> **Dataset**
-- Opening Marker --
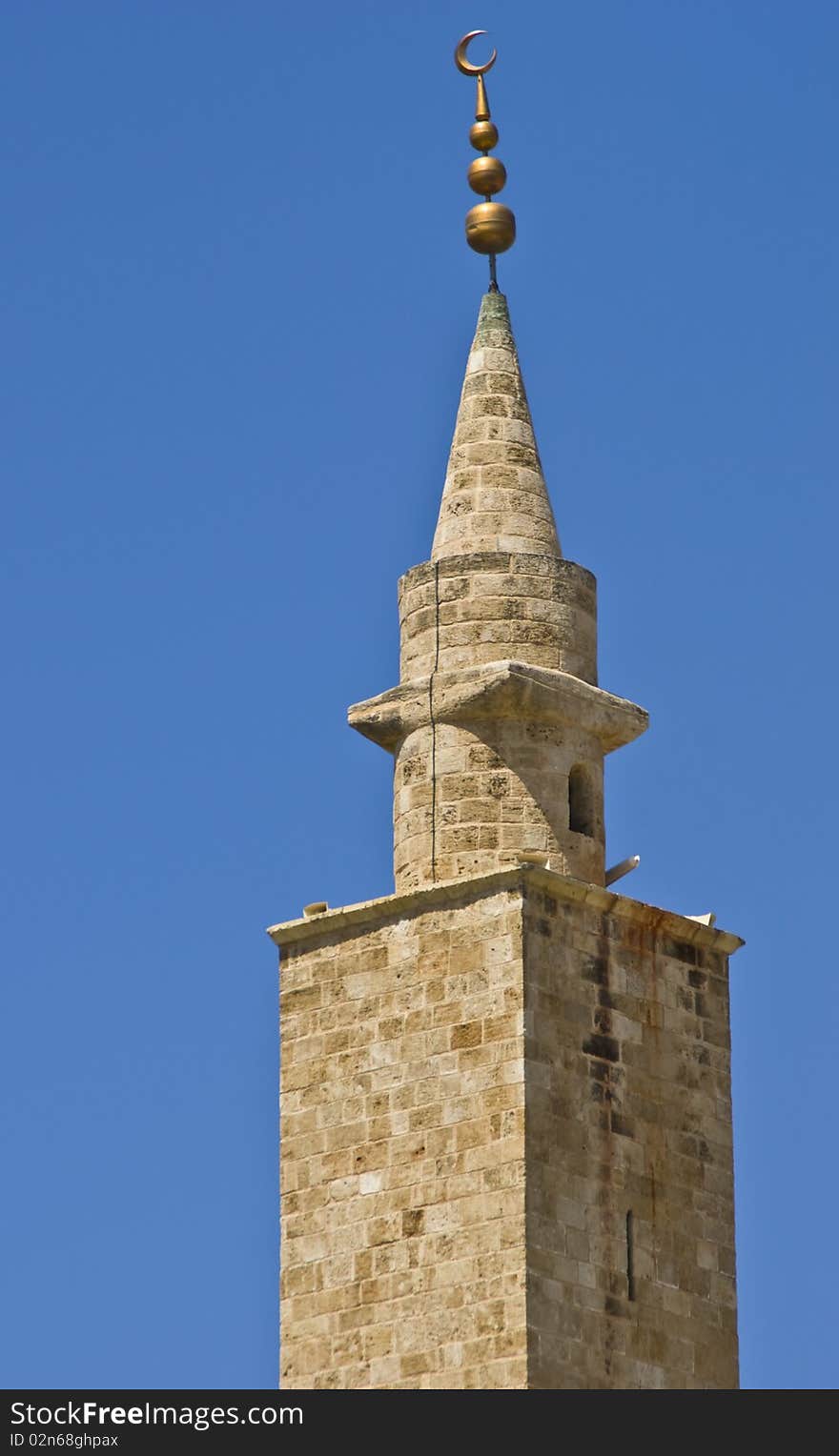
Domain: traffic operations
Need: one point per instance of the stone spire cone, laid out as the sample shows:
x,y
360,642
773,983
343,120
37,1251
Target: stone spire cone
x,y
494,496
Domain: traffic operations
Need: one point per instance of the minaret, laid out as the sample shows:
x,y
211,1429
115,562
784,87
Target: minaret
x,y
505,1135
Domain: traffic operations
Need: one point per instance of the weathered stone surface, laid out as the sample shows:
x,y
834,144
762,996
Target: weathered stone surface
x,y
480,1082
505,1127
494,498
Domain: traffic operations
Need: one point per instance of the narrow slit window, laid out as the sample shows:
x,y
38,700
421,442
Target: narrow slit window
x,y
580,801
629,1254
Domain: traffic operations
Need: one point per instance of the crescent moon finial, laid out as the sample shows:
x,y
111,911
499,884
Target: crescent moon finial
x,y
490,226
466,68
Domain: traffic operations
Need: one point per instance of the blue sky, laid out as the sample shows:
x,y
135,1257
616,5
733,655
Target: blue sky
x,y
236,312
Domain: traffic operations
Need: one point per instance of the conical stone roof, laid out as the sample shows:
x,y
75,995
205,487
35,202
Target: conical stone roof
x,y
494,498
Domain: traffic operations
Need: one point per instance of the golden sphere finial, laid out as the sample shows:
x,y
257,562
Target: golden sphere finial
x,y
490,226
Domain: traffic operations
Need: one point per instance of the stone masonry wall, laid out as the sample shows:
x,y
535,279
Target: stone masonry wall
x,y
505,1143
493,606
402,1152
500,788
628,1113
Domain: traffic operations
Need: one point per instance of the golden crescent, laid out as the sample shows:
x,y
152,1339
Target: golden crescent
x,y
466,66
-- Closing Marker --
> **Exercise requirements**
Look for the word "instance" throughout the material above and copy every line that has it.

> **Response to this exercise**
Need: one point per instance of the stone spire cone, laid out as the sample shows:
Need: one point per instance of the minaret, laid out as the sample shows:
Need: one point per instance of the weathered stone surface, laid out as the sample shows:
Need: one point per instance of the narrow slit window, laid out as the sample shows:
Need: one point per instance of the crescent moon finial, laid out as the sample shows:
Need: one point per instance of the blue sky, laid out as the sample shows:
Need: one point per instance of the conical stone roof, laid out as the sample shows:
Need: one point per instance of the golden sphere finial, laid out as the sample shows:
Need: one point per instance of the stone masonry wall, laid out as the sample shows:
Need: one point per instance of the golden crescent, laid out as the sample shows:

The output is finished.